- [SOURCE EXCERPT]
□ □ □ □ □ □ □
= Onikwu =

Onikwu is a community in Rivers State, Nigeria. Onikwu is self-contained district or community within Ndoni town, distance is about 6.4 km from Ndoni to Onikwu. The name "Oni-kwu/Nd-oni, Ndoni also pronounce Nde-Oni means Oni people while Oni-ukwu meaning the elder of Oni people. In Ukwuani-Aboh-Ndoni language (Igboid) ukwu means elder, and Nde means people of. Onikwu and Ndoni are of same ethnic group located in Ogba Egbema/Ndoni Local government of Rivers State. The community alongside them have other neighboring villages which include Ase-Azaga, Isukwa, Odugiri. Agwe, Ugbaja, Isala Ase-Imoniteh and Ogbe-Ogene. All of the said communities are located in the Central Niger Delta region, south-south Nigeria.

==Origin==
The (Onikwu/Ndoni) are related to the Aboh people of Ndokwa Nation, present day Delta State and Edo State. Onikwu/Ndoni people are Aboh origin. They share the same linguistic and cultural heritage with other Igbo-related ethnic groups like Ukwuani, Ikwerre, Anioma people, Ika, and Ekpeye. They Speak Ndoni, a variant of the Ndokwa Ukwuani language. Ukwuani-Eboh-Ndoni language is among the 26 languages approved by the Federal Govt of Nigeria for mother tongue education.

==Language==

Ukwuani-Aboh-Ndoni language is an Igboid Language, sometimes considered as a dialect of the main Igbo language group. Onikwu and Ndoni people share lots of cultural and linguistic grounds with Igbo and Bini people.

==Notable people==
Peter Odili was elected governor of Rivers State from 1999, and was reelected in April 2003 to 2007.

Agnes Okoh founder of Christ Holy Church International.

==Season/2012 Flood==

Nigeria, like the rest of West Africa and other tropical lands, has only two seasons. These are the Dry season and the Rainy season. The dry season is accompanied by a dust laden airmass from the Sahara Desert, locally known as Harmattan, or by its main name, The Tropical Continental (CT) airmass, while the rainy season is heavily influenced by an airmass originating from the south Atlantic Ocean, locally known as the south west wind, or by its main name, The Tropical Maritime (MT) airmass. These two major wind systems in Nigeria are known as the trade winds.
□ □ □ □ □ □ □
- [RECORD LIST]
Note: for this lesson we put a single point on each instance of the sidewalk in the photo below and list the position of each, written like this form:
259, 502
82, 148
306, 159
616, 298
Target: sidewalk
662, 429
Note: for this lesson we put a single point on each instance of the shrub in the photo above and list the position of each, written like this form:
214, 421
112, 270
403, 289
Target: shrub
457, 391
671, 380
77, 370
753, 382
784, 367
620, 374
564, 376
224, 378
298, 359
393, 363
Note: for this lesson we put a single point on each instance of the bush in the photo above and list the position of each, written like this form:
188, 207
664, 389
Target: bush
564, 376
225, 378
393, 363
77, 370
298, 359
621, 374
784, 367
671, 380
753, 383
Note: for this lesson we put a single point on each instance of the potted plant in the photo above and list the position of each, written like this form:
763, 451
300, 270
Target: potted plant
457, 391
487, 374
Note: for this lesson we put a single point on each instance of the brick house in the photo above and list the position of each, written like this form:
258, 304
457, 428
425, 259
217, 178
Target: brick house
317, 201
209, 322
□ □ □ □ □ □ □
- [GOALS]
A: Render the rows from the one containing "of the brick" through the final row, inclusive, as a Markdown table with the columns No. and Line, numbering each row and omitting any blank lines.
B: Write the next part of the Onikwu article, carrying on after its final sentence.

- [RESPONSES TO THE TASKS]
A:
| No. | Line |
|---|---|
| 1 | Note: for this lesson we put a single point on each instance of the brick house in the photo above and list the position of each, written like this form: |
| 2 | 258, 304 |
| 3 | 457, 428 |
| 4 | 425, 259 |
| 5 | 217, 178 |
| 6 | Target: brick house |
| 7 | 317, 201 |
| 8 | 209, 322 |

B:
The region Onikwu/Ndoni is flood prone communities, this is because the inland part of Rivers state consists of tropical rainforest; towards the coast the typical Niger Delta environment features many mangrove swamps, beside that the communities lies along the Niger Delta Central coastal region.

In October 2012, villages like Ndoni, Ase-Azaga, Isukwa, Odugiri. Agwe, Onikwu, Ugbaja, Isala and Ogbe-Ogene were badly hit by the flood.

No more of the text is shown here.